* _Your goal_: Return, exactly and in full, the lines of the records below starting at the one with "Phrase: white tent canopy" and ending at the one with "Phrase: groom's black suit jacket", and no other lines.

* _Supplied material_:
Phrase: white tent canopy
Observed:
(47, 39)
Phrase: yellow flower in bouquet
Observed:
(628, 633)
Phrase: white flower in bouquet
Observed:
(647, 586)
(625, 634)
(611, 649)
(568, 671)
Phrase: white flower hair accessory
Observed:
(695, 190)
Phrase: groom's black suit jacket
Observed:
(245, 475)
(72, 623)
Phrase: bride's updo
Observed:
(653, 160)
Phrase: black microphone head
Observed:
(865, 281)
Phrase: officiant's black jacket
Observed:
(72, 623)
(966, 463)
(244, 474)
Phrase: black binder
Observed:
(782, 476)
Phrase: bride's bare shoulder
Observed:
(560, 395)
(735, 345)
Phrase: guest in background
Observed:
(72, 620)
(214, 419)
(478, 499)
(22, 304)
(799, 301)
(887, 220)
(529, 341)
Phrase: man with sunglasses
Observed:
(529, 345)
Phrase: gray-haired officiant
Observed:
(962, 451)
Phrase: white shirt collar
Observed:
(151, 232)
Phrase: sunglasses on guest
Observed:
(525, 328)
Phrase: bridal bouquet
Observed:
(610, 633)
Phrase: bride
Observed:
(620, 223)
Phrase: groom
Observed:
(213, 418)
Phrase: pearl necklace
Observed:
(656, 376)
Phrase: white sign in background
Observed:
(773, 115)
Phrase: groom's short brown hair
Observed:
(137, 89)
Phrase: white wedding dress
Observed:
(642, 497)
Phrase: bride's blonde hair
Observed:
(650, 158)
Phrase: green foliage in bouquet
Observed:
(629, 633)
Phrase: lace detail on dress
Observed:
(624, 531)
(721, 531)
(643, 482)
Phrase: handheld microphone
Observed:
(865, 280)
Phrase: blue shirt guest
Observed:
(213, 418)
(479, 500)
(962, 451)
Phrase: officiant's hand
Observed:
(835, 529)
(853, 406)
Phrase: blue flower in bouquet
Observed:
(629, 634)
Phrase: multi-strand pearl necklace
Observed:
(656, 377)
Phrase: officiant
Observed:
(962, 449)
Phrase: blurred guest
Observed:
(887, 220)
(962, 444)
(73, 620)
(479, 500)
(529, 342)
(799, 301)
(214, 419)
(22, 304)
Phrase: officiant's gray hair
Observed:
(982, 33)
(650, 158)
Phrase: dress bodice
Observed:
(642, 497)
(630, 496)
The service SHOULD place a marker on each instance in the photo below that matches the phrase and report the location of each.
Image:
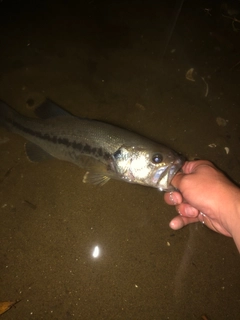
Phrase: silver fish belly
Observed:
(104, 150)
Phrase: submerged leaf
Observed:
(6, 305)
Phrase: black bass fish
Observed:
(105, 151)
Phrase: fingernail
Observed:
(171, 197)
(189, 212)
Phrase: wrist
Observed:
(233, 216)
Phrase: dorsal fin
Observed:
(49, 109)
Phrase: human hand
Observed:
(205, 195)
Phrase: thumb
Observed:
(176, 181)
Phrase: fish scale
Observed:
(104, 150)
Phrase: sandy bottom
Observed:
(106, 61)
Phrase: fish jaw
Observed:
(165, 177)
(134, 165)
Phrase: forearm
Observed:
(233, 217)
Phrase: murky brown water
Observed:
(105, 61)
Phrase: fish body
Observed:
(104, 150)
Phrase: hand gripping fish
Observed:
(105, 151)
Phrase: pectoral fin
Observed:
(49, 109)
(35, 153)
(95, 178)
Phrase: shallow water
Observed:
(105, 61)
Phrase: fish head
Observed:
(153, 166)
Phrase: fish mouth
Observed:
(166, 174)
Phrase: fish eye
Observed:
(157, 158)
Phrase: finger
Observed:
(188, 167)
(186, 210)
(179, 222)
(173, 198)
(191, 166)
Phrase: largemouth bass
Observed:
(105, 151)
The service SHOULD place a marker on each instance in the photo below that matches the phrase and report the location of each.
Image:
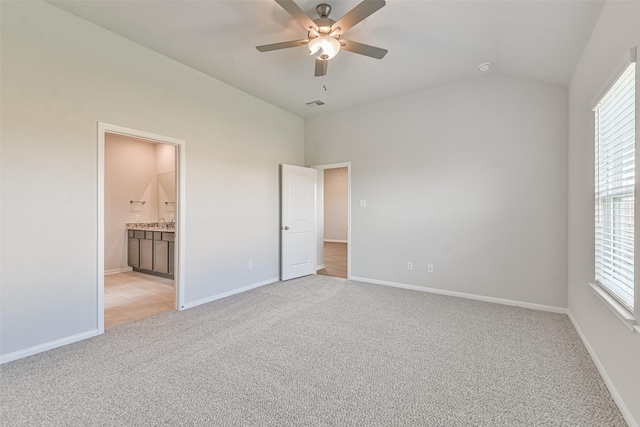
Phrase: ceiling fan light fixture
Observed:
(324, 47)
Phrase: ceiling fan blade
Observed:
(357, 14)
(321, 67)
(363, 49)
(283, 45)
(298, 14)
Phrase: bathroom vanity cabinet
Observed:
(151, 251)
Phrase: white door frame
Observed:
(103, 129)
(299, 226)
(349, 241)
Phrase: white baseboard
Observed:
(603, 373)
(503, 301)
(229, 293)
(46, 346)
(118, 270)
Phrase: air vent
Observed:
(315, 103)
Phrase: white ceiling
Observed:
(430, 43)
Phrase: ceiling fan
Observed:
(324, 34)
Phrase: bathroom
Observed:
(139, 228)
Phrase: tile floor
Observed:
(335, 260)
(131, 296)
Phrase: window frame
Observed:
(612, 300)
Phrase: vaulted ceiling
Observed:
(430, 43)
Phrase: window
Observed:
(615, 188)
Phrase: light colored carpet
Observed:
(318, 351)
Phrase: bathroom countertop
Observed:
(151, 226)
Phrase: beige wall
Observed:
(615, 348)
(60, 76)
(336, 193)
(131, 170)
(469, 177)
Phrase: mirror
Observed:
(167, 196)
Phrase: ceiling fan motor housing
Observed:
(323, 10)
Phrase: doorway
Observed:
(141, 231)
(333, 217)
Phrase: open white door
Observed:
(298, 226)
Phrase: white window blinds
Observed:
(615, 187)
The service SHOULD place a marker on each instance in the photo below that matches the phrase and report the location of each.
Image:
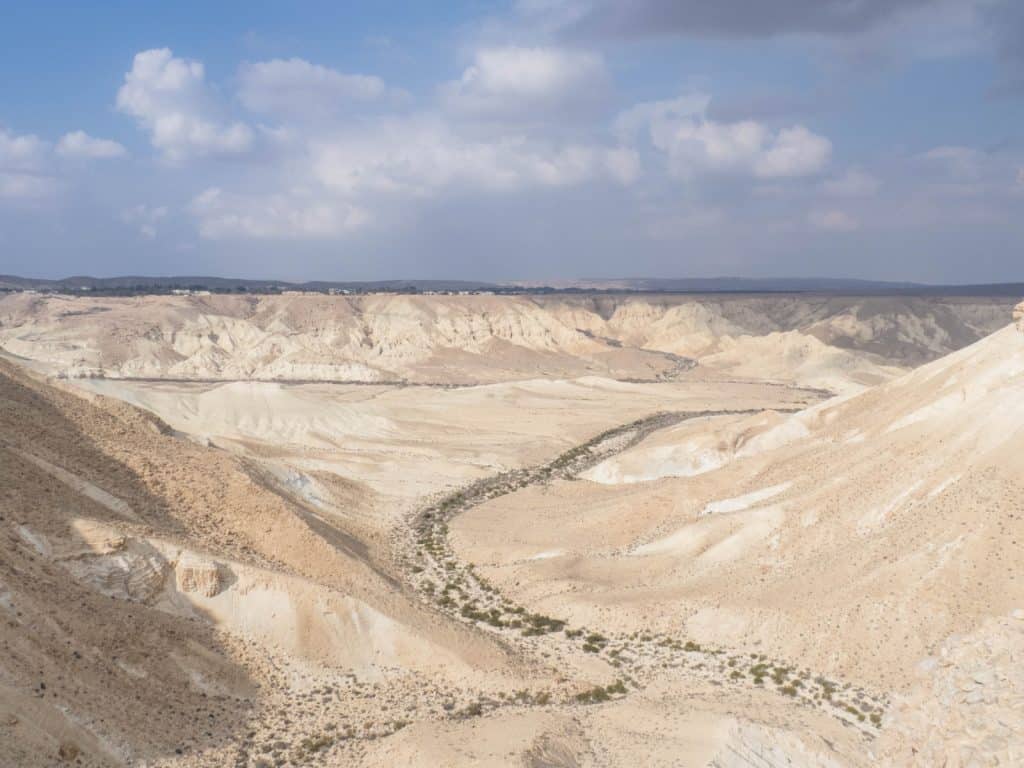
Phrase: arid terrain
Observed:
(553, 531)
==
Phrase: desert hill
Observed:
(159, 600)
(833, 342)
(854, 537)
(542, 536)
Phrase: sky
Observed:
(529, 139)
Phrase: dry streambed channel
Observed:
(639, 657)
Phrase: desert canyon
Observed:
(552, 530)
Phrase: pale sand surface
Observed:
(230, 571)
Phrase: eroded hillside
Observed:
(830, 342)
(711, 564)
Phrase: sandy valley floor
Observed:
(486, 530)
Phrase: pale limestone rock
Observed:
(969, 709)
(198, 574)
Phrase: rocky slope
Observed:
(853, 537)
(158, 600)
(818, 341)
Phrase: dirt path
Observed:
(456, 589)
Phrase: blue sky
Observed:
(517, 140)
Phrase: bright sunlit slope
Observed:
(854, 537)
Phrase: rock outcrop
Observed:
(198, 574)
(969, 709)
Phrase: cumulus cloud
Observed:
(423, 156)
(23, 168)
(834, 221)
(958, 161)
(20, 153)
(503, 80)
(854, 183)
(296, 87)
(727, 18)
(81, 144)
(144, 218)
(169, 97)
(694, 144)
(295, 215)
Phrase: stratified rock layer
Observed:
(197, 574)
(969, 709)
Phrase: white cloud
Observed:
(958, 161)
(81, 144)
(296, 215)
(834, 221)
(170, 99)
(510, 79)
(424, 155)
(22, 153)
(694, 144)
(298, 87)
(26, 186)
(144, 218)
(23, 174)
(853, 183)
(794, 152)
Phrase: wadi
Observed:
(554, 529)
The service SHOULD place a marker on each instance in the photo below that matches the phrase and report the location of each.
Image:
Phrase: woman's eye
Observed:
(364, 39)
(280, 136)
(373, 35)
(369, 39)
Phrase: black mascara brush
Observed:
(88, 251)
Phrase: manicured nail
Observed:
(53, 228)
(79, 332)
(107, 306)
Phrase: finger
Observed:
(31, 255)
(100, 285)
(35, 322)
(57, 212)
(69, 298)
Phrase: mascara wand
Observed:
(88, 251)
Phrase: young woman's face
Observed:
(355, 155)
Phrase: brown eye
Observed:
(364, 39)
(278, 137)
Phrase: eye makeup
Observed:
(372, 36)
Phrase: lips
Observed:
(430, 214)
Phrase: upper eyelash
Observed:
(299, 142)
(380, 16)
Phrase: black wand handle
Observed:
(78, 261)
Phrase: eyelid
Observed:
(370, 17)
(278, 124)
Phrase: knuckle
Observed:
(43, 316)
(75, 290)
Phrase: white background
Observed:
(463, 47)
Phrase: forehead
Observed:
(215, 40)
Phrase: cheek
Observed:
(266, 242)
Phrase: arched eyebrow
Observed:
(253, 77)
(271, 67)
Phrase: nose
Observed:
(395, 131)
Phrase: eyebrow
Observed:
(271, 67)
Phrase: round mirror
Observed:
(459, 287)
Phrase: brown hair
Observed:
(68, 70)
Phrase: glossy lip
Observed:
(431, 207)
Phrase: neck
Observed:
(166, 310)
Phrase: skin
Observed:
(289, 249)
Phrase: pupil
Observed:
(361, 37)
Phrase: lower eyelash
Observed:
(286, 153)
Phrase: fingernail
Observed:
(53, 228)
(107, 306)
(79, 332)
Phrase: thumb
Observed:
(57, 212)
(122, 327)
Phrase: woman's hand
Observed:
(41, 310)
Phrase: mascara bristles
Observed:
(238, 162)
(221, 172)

* _Completed task_:
Phrase: white tent canopy
Observed:
(47, 39)
Phrase: yellow flower in bouquet
Observed:
(628, 633)
Phrase: white flower in bouquet
Observed:
(647, 586)
(625, 634)
(611, 649)
(568, 671)
Phrase: white flower hair accessory
Observed:
(695, 190)
Phrase: groom's black suit jacket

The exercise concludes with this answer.